Ziehen Sie aus dem Material jede Zeile heraus, in der das Wort „wall“ vorkommt, und geben Sie diese Zeilen unverändert wieder.

### Bereitgestelltes Material

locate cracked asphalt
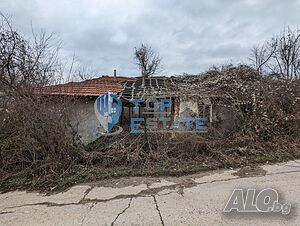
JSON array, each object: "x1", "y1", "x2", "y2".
[{"x1": 0, "y1": 160, "x2": 300, "y2": 226}]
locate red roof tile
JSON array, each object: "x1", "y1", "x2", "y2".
[{"x1": 38, "y1": 76, "x2": 135, "y2": 96}]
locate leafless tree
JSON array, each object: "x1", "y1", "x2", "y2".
[
  {"x1": 134, "y1": 44, "x2": 161, "y2": 77},
  {"x1": 0, "y1": 14, "x2": 82, "y2": 185},
  {"x1": 250, "y1": 27, "x2": 300, "y2": 79},
  {"x1": 249, "y1": 40, "x2": 276, "y2": 74}
]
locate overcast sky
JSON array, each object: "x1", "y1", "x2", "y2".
[{"x1": 0, "y1": 0, "x2": 300, "y2": 75}]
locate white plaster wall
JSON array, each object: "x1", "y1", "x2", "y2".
[{"x1": 70, "y1": 98, "x2": 103, "y2": 144}]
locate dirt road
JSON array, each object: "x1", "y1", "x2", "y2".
[{"x1": 0, "y1": 160, "x2": 300, "y2": 226}]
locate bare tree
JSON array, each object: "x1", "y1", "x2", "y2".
[
  {"x1": 249, "y1": 39, "x2": 277, "y2": 74},
  {"x1": 250, "y1": 27, "x2": 300, "y2": 79},
  {"x1": 134, "y1": 44, "x2": 161, "y2": 77}
]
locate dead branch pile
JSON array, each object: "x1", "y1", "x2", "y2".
[{"x1": 0, "y1": 16, "x2": 88, "y2": 189}]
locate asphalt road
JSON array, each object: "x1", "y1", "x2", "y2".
[{"x1": 0, "y1": 160, "x2": 300, "y2": 226}]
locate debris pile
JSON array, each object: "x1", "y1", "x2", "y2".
[{"x1": 90, "y1": 65, "x2": 300, "y2": 170}]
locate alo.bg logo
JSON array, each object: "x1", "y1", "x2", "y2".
[
  {"x1": 223, "y1": 188, "x2": 291, "y2": 214},
  {"x1": 93, "y1": 92, "x2": 122, "y2": 135}
]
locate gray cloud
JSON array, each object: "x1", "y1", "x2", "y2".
[{"x1": 0, "y1": 0, "x2": 300, "y2": 75}]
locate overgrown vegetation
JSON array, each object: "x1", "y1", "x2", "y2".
[{"x1": 0, "y1": 18, "x2": 300, "y2": 190}]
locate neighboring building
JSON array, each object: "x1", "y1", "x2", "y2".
[{"x1": 39, "y1": 76, "x2": 135, "y2": 144}]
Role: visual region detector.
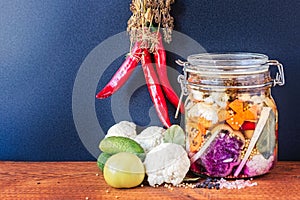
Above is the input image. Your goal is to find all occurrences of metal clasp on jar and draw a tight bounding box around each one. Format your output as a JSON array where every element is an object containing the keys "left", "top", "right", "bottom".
[{"left": 267, "top": 60, "right": 285, "bottom": 86}]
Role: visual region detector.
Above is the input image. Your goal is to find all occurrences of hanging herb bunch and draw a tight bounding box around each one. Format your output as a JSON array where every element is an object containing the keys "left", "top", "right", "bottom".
[
  {"left": 96, "top": 0, "right": 183, "bottom": 127},
  {"left": 127, "top": 0, "right": 175, "bottom": 52}
]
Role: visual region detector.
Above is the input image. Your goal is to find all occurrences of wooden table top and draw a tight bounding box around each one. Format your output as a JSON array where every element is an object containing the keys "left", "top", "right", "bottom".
[{"left": 0, "top": 161, "right": 300, "bottom": 200}]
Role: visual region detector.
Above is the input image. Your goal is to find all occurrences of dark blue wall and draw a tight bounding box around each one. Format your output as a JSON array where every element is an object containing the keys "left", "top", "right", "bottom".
[{"left": 0, "top": 0, "right": 300, "bottom": 160}]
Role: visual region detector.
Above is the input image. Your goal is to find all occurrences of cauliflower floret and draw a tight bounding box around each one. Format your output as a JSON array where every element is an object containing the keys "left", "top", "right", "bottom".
[
  {"left": 134, "top": 126, "right": 166, "bottom": 152},
  {"left": 245, "top": 154, "right": 274, "bottom": 176},
  {"left": 144, "top": 143, "right": 190, "bottom": 186},
  {"left": 105, "top": 121, "right": 136, "bottom": 139}
]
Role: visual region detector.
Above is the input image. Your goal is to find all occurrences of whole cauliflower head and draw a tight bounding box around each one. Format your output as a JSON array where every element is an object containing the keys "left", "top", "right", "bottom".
[
  {"left": 134, "top": 126, "right": 165, "bottom": 152},
  {"left": 144, "top": 143, "right": 190, "bottom": 186},
  {"left": 105, "top": 121, "right": 136, "bottom": 139}
]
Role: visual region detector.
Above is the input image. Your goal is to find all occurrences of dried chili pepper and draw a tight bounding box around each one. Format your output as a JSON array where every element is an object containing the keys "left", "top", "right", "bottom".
[
  {"left": 154, "top": 33, "right": 184, "bottom": 113},
  {"left": 142, "top": 49, "right": 171, "bottom": 128},
  {"left": 96, "top": 42, "right": 142, "bottom": 99}
]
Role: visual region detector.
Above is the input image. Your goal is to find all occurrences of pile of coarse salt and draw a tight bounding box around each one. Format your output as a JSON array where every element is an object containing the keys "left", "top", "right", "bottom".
[{"left": 219, "top": 178, "right": 257, "bottom": 189}]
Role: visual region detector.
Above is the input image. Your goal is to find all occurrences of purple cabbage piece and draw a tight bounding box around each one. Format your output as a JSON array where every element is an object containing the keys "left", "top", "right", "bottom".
[{"left": 201, "top": 130, "right": 244, "bottom": 177}]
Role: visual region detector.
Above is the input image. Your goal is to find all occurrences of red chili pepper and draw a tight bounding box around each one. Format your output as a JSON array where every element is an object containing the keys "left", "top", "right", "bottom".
[
  {"left": 142, "top": 49, "right": 171, "bottom": 128},
  {"left": 96, "top": 43, "right": 142, "bottom": 99},
  {"left": 154, "top": 34, "right": 184, "bottom": 113},
  {"left": 241, "top": 121, "right": 256, "bottom": 131}
]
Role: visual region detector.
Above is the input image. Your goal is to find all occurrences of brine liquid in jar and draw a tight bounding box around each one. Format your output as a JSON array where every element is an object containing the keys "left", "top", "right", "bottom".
[{"left": 177, "top": 53, "right": 284, "bottom": 178}]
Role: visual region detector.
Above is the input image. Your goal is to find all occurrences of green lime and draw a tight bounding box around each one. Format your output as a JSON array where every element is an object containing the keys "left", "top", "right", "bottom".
[
  {"left": 103, "top": 152, "right": 145, "bottom": 188},
  {"left": 97, "top": 152, "right": 111, "bottom": 171},
  {"left": 99, "top": 136, "right": 145, "bottom": 160}
]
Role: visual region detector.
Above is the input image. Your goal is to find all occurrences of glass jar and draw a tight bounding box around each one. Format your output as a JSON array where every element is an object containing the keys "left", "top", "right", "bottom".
[{"left": 177, "top": 53, "right": 284, "bottom": 178}]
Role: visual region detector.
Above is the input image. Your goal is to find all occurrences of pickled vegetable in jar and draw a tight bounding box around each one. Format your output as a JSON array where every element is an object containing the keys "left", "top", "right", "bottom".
[{"left": 179, "top": 53, "right": 284, "bottom": 178}]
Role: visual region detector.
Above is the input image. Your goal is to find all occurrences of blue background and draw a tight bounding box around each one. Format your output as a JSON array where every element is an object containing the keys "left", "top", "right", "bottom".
[{"left": 0, "top": 0, "right": 300, "bottom": 160}]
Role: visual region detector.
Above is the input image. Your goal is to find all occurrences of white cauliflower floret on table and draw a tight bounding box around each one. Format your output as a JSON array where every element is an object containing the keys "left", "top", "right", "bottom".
[
  {"left": 105, "top": 121, "right": 136, "bottom": 139},
  {"left": 134, "top": 126, "right": 166, "bottom": 152},
  {"left": 144, "top": 143, "right": 190, "bottom": 186},
  {"left": 245, "top": 154, "right": 274, "bottom": 176}
]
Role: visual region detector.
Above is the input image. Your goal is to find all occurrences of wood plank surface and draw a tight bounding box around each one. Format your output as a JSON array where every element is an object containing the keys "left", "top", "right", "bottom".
[{"left": 0, "top": 161, "right": 300, "bottom": 200}]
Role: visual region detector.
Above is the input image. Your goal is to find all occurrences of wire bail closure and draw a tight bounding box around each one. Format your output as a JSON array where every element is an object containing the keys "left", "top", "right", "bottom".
[
  {"left": 267, "top": 60, "right": 285, "bottom": 87},
  {"left": 175, "top": 60, "right": 189, "bottom": 119}
]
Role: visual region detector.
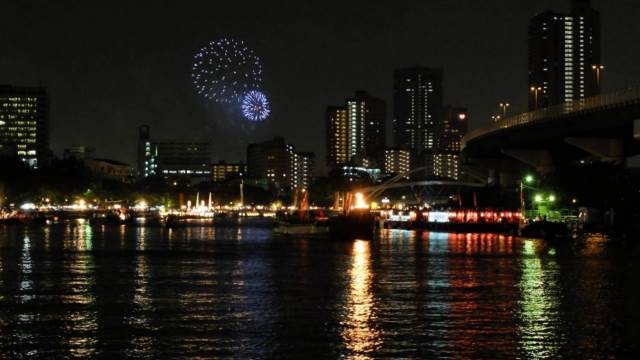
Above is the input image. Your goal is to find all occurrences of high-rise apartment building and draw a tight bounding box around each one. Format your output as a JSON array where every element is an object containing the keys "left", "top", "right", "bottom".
[
  {"left": 291, "top": 152, "right": 315, "bottom": 189},
  {"left": 326, "top": 91, "right": 387, "bottom": 167},
  {"left": 325, "top": 106, "right": 349, "bottom": 167},
  {"left": 393, "top": 67, "right": 443, "bottom": 157},
  {"left": 247, "top": 137, "right": 314, "bottom": 189},
  {"left": 0, "top": 85, "right": 49, "bottom": 168},
  {"left": 384, "top": 147, "right": 411, "bottom": 178},
  {"left": 528, "top": 0, "right": 604, "bottom": 110}
]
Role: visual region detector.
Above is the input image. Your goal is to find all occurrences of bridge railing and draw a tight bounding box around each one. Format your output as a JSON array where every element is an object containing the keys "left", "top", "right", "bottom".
[{"left": 462, "top": 88, "right": 640, "bottom": 148}]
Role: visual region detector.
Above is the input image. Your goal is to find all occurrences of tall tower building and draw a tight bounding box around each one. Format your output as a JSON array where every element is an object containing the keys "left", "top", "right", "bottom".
[
  {"left": 528, "top": 0, "right": 603, "bottom": 110},
  {"left": 325, "top": 106, "right": 349, "bottom": 167},
  {"left": 326, "top": 91, "right": 387, "bottom": 167},
  {"left": 0, "top": 85, "right": 49, "bottom": 168},
  {"left": 426, "top": 105, "right": 469, "bottom": 180},
  {"left": 393, "top": 67, "right": 443, "bottom": 157}
]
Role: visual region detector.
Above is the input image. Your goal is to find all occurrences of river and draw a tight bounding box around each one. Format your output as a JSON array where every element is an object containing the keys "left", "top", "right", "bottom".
[{"left": 0, "top": 223, "right": 640, "bottom": 359}]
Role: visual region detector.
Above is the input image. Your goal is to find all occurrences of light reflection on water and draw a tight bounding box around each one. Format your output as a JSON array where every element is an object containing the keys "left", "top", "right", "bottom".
[
  {"left": 0, "top": 223, "right": 640, "bottom": 359},
  {"left": 519, "top": 240, "right": 565, "bottom": 359},
  {"left": 342, "top": 240, "right": 381, "bottom": 359}
]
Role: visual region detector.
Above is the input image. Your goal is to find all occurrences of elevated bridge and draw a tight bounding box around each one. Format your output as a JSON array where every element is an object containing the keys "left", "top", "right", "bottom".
[{"left": 462, "top": 89, "right": 640, "bottom": 179}]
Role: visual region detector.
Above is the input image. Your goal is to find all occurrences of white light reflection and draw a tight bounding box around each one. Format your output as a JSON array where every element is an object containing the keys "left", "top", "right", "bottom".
[
  {"left": 342, "top": 240, "right": 382, "bottom": 359},
  {"left": 520, "top": 240, "right": 564, "bottom": 359}
]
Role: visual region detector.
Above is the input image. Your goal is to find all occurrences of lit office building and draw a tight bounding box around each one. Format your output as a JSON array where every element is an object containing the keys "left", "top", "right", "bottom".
[
  {"left": 384, "top": 148, "right": 411, "bottom": 178},
  {"left": 528, "top": 0, "right": 604, "bottom": 110},
  {"left": 138, "top": 125, "right": 211, "bottom": 182},
  {"left": 0, "top": 85, "right": 49, "bottom": 168},
  {"left": 326, "top": 91, "right": 387, "bottom": 167},
  {"left": 325, "top": 106, "right": 349, "bottom": 166},
  {"left": 211, "top": 161, "right": 247, "bottom": 182},
  {"left": 427, "top": 152, "right": 460, "bottom": 180},
  {"left": 393, "top": 67, "right": 443, "bottom": 156},
  {"left": 437, "top": 105, "right": 469, "bottom": 153},
  {"left": 291, "top": 152, "right": 315, "bottom": 189}
]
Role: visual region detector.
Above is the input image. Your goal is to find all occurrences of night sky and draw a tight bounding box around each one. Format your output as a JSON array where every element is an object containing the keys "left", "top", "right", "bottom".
[{"left": 0, "top": 0, "right": 640, "bottom": 170}]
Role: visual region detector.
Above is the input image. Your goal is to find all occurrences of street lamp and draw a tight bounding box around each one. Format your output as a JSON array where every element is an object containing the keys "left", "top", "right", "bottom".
[
  {"left": 530, "top": 86, "right": 542, "bottom": 109},
  {"left": 499, "top": 103, "right": 509, "bottom": 118},
  {"left": 591, "top": 64, "right": 604, "bottom": 93}
]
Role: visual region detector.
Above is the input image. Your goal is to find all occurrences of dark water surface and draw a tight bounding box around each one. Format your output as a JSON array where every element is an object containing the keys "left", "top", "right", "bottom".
[{"left": 0, "top": 224, "right": 640, "bottom": 359}]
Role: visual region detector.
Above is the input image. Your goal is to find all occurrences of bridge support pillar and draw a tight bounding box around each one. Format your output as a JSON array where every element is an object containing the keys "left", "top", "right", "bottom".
[
  {"left": 502, "top": 149, "right": 554, "bottom": 174},
  {"left": 564, "top": 137, "right": 624, "bottom": 163}
]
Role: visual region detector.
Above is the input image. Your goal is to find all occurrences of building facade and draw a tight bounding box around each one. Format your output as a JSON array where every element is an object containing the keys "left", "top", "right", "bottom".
[
  {"left": 384, "top": 147, "right": 411, "bottom": 179},
  {"left": 83, "top": 159, "right": 134, "bottom": 182},
  {"left": 138, "top": 125, "right": 211, "bottom": 182},
  {"left": 291, "top": 152, "right": 315, "bottom": 189},
  {"left": 247, "top": 137, "right": 314, "bottom": 190},
  {"left": 211, "top": 161, "right": 247, "bottom": 182},
  {"left": 527, "top": 0, "right": 604, "bottom": 110},
  {"left": 326, "top": 91, "right": 387, "bottom": 167},
  {"left": 393, "top": 67, "right": 443, "bottom": 157},
  {"left": 63, "top": 145, "right": 95, "bottom": 160},
  {"left": 325, "top": 106, "right": 349, "bottom": 167},
  {"left": 0, "top": 85, "right": 49, "bottom": 168}
]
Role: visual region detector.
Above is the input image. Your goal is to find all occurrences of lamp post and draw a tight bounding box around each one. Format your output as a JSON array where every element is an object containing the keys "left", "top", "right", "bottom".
[
  {"left": 499, "top": 102, "right": 509, "bottom": 118},
  {"left": 530, "top": 86, "right": 542, "bottom": 109},
  {"left": 591, "top": 64, "right": 604, "bottom": 94}
]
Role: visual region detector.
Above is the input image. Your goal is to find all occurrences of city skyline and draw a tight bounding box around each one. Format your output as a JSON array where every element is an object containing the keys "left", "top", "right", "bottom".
[{"left": 0, "top": 1, "right": 639, "bottom": 164}]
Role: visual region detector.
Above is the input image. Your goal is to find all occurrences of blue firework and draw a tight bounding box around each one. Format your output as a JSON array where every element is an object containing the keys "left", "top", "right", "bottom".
[
  {"left": 241, "top": 90, "right": 271, "bottom": 121},
  {"left": 191, "top": 38, "right": 262, "bottom": 103}
]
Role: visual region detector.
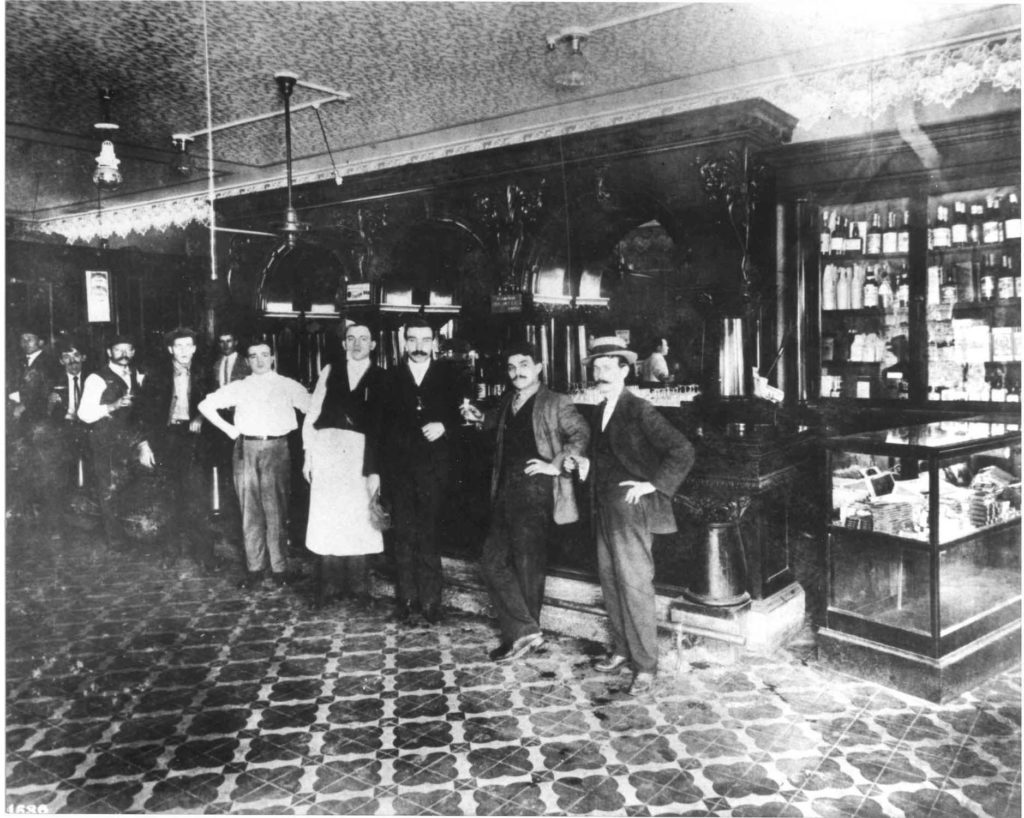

######

» **Ergebnis der Übung**:
locate white plaster wall
Above is the input image. Your goal is to find all occurrences of dark blue wall and draw a tight bounding box around each one. Format your output as a JSON array where every element is an object containing the keys "left", "top", "right", "bottom".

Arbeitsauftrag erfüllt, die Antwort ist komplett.